| Text under study |
■ ■ ■ ■

OK. I realize this is not exactly a bioinformatics question but I know that a lot of people in this forum spend their days staring at NGS alignments and am hoping someone has an explanation or some insight.
See the IGV screenshot below of representative matched tumor and normal samples. The pattern shown is VERY characteristic of the problem and consistent throughout the entire genome. The data are from whole genome sequencing (WGS) on the Illumina X10 platform and aligned with BWA-MEM to GRC37. The symptoms are (1) very uneven coverage with valleys and peaks that seem to correlate perfectly with absence or presence of Alu elements respectively; and (2) unusually high discordant read pair rates (5-25%). Note the region to the right with few Alu sequences looks reasonably good although less than the targeted coverage given how many reads are burned up in the problematic spikes around Alu elements. Also, note the IGV session is colored by insert size and pair orientation. The different colors represent reads where the mate pair is aligned to a different chromosome or unexpected fragment size. The alignments of both mates are generally good as if encompassing a real translocation but no consistency in breakpoints and with too many diverse discrepancies for even the most rearranged genome. We have seen this in two projects now with externally provided DNA. Both projects were 50-100 samples where the problem was quite consistent (with minor exceptions) across the sample set. It does not correlate with instrument, lane, or flowcell as other samples (from other projects) that were pooled with these samples had no problems. Repeated sequencing on different instrument/platform and even new library constructions (with different kits - Kapa, SWIFT, etc) produced data with identical characteristics. The only thing that has helped is entirely new DNA preps from source materials. In the first project we went back to original tumor/normal tissues and prepared new DNA preps in our own lab and the problem went away entirely. That is a solution (although expensive to basically repeat all work and sequencing) but I would like to understand the root/underlying cause.

■ ■ ■ ■

| Data records |

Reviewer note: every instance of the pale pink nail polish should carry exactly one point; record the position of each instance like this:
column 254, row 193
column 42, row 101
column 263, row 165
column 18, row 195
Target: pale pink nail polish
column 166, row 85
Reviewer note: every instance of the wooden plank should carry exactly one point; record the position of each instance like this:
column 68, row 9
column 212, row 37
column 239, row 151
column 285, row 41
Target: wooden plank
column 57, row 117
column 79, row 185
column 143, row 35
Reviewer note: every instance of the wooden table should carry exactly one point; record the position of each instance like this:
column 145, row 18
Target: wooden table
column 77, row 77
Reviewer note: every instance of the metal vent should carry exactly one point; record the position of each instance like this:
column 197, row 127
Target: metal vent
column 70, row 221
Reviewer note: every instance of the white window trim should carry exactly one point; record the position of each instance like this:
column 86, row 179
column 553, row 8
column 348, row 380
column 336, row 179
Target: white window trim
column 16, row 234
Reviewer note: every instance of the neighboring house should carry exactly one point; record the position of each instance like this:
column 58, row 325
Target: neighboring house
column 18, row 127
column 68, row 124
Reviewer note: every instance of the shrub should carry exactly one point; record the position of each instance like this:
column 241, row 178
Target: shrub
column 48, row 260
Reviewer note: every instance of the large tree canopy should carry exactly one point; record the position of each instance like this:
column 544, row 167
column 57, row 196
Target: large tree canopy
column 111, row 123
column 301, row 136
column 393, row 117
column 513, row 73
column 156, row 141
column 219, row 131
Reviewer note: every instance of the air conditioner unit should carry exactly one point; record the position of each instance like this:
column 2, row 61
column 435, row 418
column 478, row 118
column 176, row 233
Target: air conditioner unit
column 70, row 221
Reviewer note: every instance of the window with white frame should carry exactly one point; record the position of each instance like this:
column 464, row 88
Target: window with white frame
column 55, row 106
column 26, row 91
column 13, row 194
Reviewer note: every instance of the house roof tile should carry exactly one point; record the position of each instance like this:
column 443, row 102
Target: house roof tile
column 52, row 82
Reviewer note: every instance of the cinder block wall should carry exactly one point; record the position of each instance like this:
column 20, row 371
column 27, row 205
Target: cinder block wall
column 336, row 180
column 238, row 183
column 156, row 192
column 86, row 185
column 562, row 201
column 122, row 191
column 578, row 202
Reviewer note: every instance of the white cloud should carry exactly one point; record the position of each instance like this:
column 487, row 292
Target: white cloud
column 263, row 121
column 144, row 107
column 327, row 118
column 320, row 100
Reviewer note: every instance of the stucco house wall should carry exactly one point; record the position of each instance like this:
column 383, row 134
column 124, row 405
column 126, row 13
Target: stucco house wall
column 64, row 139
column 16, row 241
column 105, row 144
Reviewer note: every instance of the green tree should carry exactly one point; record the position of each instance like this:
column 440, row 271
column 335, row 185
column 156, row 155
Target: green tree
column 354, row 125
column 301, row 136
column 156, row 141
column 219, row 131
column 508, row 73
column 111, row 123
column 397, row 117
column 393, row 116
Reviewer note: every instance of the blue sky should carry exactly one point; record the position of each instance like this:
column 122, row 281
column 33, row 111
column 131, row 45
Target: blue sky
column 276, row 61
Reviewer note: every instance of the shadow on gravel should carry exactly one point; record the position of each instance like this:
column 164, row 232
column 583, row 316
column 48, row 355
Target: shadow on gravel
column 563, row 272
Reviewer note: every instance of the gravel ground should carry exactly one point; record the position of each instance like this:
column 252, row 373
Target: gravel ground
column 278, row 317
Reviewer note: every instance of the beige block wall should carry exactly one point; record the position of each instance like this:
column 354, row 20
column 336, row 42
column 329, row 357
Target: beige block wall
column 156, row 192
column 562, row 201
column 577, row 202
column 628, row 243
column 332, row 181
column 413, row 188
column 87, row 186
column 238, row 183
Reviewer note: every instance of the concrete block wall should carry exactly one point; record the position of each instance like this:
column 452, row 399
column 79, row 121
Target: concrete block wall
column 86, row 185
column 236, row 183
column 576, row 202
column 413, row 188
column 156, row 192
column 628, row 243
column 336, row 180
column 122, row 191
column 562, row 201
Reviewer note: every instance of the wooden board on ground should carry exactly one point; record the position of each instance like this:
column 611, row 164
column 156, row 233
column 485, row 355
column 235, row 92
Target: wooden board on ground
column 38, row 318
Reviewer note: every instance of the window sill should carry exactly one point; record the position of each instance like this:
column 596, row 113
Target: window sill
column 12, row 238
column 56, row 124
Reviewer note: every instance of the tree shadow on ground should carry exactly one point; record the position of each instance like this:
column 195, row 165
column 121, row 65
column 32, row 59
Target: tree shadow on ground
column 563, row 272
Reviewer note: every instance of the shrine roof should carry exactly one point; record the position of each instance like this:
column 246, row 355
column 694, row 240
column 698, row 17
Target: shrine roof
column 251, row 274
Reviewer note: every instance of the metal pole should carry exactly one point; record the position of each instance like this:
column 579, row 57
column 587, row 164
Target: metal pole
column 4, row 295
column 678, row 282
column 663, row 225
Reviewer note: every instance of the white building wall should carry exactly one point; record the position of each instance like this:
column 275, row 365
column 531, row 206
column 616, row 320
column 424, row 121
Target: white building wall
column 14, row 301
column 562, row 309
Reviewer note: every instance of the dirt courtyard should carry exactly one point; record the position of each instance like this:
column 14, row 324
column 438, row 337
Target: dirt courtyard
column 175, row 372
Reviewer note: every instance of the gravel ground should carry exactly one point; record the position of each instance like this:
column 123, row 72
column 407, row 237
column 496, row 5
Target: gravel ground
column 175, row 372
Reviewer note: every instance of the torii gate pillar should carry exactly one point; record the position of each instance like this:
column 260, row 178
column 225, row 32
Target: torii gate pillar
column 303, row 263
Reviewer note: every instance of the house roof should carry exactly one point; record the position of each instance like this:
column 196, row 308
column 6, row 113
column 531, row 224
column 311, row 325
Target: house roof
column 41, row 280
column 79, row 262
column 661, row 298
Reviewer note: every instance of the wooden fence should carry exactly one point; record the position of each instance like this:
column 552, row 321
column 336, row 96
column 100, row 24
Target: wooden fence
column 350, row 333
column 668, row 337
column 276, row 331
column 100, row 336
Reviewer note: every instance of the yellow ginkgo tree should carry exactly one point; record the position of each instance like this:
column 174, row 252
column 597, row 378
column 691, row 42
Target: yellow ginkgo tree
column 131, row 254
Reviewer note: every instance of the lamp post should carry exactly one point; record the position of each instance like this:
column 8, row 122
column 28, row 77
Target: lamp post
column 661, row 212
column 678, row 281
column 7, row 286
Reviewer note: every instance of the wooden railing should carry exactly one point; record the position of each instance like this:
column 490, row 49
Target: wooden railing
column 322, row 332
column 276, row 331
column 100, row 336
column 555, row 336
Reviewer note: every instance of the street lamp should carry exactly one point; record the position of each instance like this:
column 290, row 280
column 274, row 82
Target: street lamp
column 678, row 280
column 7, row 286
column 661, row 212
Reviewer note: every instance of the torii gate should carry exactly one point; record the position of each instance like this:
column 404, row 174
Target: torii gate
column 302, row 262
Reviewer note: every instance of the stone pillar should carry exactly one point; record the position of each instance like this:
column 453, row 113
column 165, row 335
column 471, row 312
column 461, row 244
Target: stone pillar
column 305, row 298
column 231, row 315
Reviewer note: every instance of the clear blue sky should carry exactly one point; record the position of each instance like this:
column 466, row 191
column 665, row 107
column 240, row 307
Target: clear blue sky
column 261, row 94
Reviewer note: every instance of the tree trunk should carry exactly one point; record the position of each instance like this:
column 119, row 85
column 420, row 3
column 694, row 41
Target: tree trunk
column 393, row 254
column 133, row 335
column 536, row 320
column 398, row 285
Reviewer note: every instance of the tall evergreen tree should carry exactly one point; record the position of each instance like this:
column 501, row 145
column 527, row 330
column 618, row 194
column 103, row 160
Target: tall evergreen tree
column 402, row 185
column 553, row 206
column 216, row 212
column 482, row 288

■ ■ ■ ■

| Problems to work on |
1. Sum up the forum post in two sentences.
2. According to the forum post, what tool and reference were used to align the data?
3. Translate this sentence from the forum post into Spanish: "The only thing that has helped is entirely new DNA preps from source materials."
The data above is separate material and has nothing to do with the forum post.

| Answers by item |
1. Whole genome sequencing of tumor and normal samples from externally provided DNA showed very uneven coverage, with peaks around Alu elements, and unusually high discordant read pair rates of 5-25%. Repeat sequencing and new libraries gave the same results, and only entirely new DNA preps from source materials fixed the problem, but the writer wants to understand the root cause.

2. The data were aligned with BWA-MEM to GRC37.

3. Lo único que ha ayudado son preparaciones de ADN completamente nuevas a partir de los materiales de origen.